### GOAL OF THE EXERCISE
Rewrite each of the lines below with "Objective" swapped for "Goal" and everything else left as it is.

### TASK DATA
··········

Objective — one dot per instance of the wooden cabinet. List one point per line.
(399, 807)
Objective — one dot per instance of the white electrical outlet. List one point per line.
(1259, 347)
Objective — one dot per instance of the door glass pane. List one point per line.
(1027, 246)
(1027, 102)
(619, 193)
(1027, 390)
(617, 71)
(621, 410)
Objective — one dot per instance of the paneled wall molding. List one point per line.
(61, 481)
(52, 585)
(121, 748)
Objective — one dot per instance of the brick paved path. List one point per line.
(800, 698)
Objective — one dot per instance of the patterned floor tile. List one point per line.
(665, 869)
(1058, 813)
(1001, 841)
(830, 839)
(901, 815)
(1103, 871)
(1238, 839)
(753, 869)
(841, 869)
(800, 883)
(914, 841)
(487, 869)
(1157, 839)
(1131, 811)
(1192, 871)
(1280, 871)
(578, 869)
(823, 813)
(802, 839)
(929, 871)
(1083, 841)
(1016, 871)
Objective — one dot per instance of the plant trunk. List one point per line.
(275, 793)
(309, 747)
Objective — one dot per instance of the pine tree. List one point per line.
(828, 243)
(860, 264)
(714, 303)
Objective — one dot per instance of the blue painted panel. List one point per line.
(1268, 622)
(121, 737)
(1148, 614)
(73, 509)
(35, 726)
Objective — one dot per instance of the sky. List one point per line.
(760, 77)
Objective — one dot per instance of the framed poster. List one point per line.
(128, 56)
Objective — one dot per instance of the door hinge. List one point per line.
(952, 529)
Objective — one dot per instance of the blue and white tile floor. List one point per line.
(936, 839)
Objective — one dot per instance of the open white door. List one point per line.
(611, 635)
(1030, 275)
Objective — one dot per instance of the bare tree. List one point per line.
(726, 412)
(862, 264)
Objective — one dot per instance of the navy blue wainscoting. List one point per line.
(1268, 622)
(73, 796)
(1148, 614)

··········

### SOLUTION TO THE PROBLEM
Goal — one dot per instance of the wooden cabinet. List one point per line.
(399, 807)
Goal — one dot per instance of the white electrical outlet. List one point per line.
(1259, 347)
Goal — one dot per instance of the door glass pane. List one point per line.
(1027, 246)
(1027, 102)
(619, 193)
(1027, 390)
(617, 71)
(621, 410)
Goal — one dot per instance of the paneled wall molding. List one point per line.
(61, 481)
(52, 585)
(121, 748)
Goal — one dot per instance of the brick paved path. List one point per line.
(800, 698)
Goal — one dot per instance of the patterned floor tile. List one point per line.
(665, 869)
(1058, 813)
(1001, 841)
(830, 839)
(901, 815)
(1103, 871)
(1238, 839)
(753, 869)
(841, 869)
(800, 883)
(914, 841)
(487, 869)
(1157, 839)
(1131, 811)
(1192, 871)
(1280, 871)
(578, 869)
(823, 813)
(802, 839)
(929, 871)
(1083, 841)
(1016, 871)
Goal — one dot per instance of the plant trunk. List one point per line.
(275, 793)
(309, 747)
Goal — one dot per instance of the pine tree. List one point per line.
(828, 243)
(860, 264)
(714, 303)
Goal — one dot per instance of the blue painted panel. List one point per line.
(1268, 622)
(121, 737)
(1148, 614)
(73, 509)
(35, 726)
Goal — one dot per instance of the sky. List one point per line.
(760, 77)
Goal — one dot per instance of the framed poster. List one point per line.
(128, 56)
Goal — one dot per instance of the door hinge. List one point per line.
(952, 529)
Goal — one dot per instance of the blue and white tile floor. List one point per line.
(936, 839)
Goal — one dot per instance of the open white door. List one point per line.
(611, 635)
(1030, 275)
Goal — one dot per instance of the bare tree. List one point per line.
(726, 412)
(862, 264)
Goal — one dot per instance of the navy blue wainscoting. List one point per line.
(1268, 622)
(73, 796)
(1148, 614)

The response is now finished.